*Records supplied*
— START —

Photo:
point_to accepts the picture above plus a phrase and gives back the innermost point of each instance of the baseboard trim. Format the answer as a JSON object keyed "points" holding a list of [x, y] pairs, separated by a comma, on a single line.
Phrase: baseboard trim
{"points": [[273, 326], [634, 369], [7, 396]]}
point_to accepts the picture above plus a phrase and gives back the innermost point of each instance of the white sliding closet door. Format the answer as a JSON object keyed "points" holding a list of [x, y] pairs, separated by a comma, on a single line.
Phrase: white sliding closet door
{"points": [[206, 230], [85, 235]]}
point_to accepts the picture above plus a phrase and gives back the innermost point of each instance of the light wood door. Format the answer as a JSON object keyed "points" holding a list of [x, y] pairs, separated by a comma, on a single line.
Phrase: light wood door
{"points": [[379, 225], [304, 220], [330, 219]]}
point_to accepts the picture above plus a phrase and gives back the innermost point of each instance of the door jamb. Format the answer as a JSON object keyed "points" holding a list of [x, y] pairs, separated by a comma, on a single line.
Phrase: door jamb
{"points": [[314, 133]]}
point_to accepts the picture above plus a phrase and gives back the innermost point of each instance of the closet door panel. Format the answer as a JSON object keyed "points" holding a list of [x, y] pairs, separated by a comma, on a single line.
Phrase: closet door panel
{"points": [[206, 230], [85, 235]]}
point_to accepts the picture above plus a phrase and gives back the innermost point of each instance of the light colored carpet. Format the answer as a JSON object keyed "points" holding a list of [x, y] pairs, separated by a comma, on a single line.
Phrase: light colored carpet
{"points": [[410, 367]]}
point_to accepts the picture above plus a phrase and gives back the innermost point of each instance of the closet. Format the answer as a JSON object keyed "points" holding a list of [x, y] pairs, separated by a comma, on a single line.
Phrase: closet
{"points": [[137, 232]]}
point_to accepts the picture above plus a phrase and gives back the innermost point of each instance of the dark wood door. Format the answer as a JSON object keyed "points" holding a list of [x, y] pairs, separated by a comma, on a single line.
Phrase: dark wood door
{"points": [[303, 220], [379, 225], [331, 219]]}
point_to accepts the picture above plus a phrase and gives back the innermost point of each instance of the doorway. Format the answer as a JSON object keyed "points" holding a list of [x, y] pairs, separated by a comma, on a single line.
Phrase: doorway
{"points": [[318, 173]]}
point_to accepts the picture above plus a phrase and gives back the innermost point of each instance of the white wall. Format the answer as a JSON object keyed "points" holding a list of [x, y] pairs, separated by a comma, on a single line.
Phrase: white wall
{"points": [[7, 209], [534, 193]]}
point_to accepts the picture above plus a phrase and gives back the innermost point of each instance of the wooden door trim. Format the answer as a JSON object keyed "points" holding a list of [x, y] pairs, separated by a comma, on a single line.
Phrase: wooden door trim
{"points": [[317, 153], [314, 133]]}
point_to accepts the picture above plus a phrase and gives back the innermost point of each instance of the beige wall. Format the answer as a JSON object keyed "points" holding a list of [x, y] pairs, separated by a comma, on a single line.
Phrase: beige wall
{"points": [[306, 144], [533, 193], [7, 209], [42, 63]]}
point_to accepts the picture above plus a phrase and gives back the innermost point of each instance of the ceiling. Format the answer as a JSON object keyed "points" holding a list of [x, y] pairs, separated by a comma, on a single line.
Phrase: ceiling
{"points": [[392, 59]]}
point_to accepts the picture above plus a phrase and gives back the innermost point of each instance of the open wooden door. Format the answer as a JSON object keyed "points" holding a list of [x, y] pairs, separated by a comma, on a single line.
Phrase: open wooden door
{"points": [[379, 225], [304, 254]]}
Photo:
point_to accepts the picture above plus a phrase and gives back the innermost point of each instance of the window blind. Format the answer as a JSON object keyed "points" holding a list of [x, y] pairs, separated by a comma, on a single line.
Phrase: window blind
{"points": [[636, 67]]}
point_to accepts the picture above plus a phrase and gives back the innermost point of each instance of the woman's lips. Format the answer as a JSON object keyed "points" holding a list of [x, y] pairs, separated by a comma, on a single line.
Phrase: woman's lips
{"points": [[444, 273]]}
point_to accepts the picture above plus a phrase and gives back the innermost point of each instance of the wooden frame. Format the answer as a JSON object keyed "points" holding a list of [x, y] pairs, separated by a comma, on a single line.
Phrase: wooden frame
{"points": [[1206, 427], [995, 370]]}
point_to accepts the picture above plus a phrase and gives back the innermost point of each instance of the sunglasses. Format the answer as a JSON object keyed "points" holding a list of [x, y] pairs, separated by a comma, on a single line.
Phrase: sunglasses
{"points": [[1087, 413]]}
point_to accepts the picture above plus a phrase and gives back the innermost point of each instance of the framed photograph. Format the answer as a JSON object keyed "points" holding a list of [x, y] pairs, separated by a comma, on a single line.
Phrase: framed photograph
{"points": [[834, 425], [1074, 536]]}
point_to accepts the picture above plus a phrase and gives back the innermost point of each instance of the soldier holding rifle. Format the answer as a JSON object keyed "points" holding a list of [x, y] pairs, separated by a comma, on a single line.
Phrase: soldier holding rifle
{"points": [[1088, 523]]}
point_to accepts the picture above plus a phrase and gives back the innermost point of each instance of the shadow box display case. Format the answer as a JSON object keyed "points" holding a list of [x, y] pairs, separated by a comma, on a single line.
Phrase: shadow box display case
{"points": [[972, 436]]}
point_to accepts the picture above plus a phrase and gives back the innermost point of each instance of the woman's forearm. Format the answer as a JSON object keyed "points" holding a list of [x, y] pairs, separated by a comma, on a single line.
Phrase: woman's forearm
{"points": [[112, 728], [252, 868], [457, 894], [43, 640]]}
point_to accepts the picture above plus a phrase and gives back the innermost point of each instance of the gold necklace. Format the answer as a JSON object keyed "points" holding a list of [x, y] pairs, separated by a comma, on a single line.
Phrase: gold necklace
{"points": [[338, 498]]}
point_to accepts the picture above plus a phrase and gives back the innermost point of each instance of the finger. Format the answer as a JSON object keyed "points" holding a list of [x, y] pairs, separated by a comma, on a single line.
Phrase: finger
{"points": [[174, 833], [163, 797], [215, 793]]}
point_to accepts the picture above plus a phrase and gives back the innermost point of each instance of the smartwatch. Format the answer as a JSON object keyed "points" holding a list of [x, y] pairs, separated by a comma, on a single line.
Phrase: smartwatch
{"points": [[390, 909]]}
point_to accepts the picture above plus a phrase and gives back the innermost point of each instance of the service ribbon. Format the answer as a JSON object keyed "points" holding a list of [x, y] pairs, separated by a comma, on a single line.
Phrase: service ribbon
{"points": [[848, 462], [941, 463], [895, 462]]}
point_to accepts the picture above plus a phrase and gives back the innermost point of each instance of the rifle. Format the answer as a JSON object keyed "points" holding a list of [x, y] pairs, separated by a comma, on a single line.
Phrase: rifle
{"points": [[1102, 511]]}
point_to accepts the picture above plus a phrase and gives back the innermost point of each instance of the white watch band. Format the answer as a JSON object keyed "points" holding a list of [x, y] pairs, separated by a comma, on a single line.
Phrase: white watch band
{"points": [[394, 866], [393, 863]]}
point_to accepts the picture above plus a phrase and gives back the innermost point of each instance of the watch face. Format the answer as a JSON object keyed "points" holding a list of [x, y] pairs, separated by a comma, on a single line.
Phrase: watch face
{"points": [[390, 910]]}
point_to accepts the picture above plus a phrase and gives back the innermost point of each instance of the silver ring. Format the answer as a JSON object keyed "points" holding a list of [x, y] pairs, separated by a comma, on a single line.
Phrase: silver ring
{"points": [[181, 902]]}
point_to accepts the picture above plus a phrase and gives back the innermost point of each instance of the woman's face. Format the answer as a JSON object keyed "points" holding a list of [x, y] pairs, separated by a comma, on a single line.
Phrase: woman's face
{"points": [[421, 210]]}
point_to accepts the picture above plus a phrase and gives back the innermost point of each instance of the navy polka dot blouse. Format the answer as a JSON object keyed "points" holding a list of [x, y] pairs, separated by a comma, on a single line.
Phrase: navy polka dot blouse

— END —

*What to do*
Return, word for word, the part of the records above that opens with the line containing "of the watch" and closes with the last line of the records, with both of those lines included.

*Exercise output*
point_to accepts the picture above plus a phrase and gives back the innermost point of each instance of the watch face. Format the answer as a JSON object keyed "points" holding a list of [x, y] pairs, separated by a comma, on a single line.
Phrase: watch face
{"points": [[390, 910]]}
point_to accepts the picture above plus a phrase and gives back the innermost point of each instance of the silver ring. Format the answer as a JSON object keyed "points" holding a list of [x, y] pairs, separated by a comma, on a single line.
Phrase: silver ring
{"points": [[181, 902]]}
point_to accepts the picture above plus a phrase and gives back the innermost point of each instance of the woman's face. Format the answer as a JSON object keyed "points" holding a list of [x, y] pairs, separated by a comma, on a single line.
Phrase: woman's face
{"points": [[421, 210]]}
point_to accepts the picture above plus a phrase and gives back the innermost point of each instance of the navy polka dot blouse. Format the answer as a JSON object keyed "points" holding a list of [x, y] pairs, separated by a comma, on a single line.
Phrase: navy polka dot blouse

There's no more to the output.